Source text:
· · · · · · ·

My heart needs redeeming every day. It needs desperately to be brought in line with the heart of God. I am sometimes tempted to live like there are no consequences to my actions. But when I am deceived by such thoughts, it is then that I need to be reminded of the transforming love of God in Jesus to change me from the inside out, to create in me a clean heart and renew within me a right spirit. God help me to live such a surrendered life.

The line that runs through us all

Not long ago I believed that the root of our problems in life stem partly from the fact that we don’t really believe we’re loved, that if we had a sense of who we are as people loved by the Creator of the universe, it would revolutionise our hearts. And I still believe that. Love does indeed revolutionise our hearts. Martin Luther King was right. Love is the most powerful force in the universe, and only love can drive out the self-loathing in our hearts.

· · · · · · ·

Tasks for this exercise:
**A)** Print the stretch of the devotional passage from "My heart needs" through "a surrendered life.".
**B)** According to the devotional passage, what does the transforming love of God in Jesus need to do for the writer? List each item.
The stored records that follow are separate material, unconnected to the devotional passage.

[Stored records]
· · · · · · ·

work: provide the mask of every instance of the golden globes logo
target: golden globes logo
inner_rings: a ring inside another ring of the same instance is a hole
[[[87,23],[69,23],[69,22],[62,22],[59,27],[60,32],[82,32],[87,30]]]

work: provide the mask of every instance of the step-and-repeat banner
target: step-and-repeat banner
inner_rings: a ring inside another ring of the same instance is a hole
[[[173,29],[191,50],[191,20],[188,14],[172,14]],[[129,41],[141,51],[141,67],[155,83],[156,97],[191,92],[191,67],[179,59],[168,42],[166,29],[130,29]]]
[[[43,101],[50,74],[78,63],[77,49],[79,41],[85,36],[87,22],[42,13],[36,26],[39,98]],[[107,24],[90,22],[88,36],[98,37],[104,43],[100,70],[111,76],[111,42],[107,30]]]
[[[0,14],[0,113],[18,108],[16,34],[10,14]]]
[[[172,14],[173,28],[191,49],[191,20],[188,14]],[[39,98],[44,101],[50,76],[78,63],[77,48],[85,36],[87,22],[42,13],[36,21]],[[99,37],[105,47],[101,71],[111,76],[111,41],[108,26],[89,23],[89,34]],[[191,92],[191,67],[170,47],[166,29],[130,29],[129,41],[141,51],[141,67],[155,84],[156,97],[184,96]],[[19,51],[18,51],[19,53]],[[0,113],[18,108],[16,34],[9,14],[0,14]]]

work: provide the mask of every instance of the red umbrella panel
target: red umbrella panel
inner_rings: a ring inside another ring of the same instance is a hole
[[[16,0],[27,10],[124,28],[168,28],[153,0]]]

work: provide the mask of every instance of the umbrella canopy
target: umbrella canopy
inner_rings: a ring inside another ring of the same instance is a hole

· · · · · · ·

Outputs for the tasks:
**A)**
My heart needs redeeming every day. It needs desperately to be brought in line with the heart of God. I am sometimes tempted to live like there are no consequences to my actions. But when I am deceived by such thoughts, it is then that I need to be reminded of the transforming love of God in Jesus to change me from the inside out, to create in me a clean heart and renew within me a right spirit. God help me to live such a surrendered life.

**B)**
- change me from the inside out
- create in me a clean heart
- renew within me a right spirit